• [Extracted text]:
--- START ---
Hybrid RAG in Practice: Semantic + Keyword Search

How to combine vector search and keyword retrieval for precise technical context in production RAG pipelines.

Renan Moraes

Hybrid RAG in Practice: Semantic + Keyword Search

Retrieval-Augmented Generation (RAG) stops being "embedding-only" when you need precision on technical terms. Pure semantic search captures paraphrases but may miss acronyms, API names, and rare concepts. The pragmatic fix is hybrid fusion: cosine similarity candidates (HNSW) + full-text search candidates (GIN/tsvector), then rerank.

Why hybrid?

In production, queries mix natural language with jargon. A user asks "how does reranking work in RAG?" — embeddings capture intent, but tsvector ensures chunks with literal "rerank" rise in the ranking. As Chip Huyen explains in AI Engineering (p. 112): retrieval quality dominates end-to-end RAG performance.

Minimal architecture

  1. Query embedding with E5 prefix (query: ...) for semantic search.
--- END ---
• [Excerpted records]:
--- START ---
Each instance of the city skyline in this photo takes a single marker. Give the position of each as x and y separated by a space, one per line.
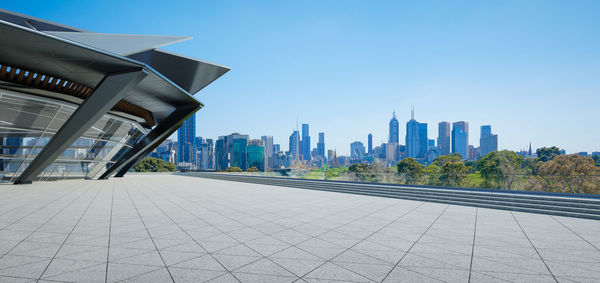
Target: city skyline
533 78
--- END ---
--- START ---
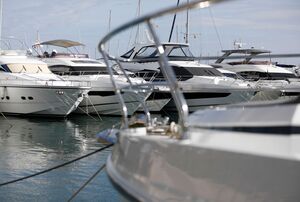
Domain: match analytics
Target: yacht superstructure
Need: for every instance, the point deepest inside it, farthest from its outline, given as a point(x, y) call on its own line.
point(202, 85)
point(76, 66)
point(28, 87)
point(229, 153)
--- END ---
• [Task goal]:
According to the hybrid RAG text, what may pure semantic search miss?

• [Answer to this task]:
Acronyms, API names, and rare concepts.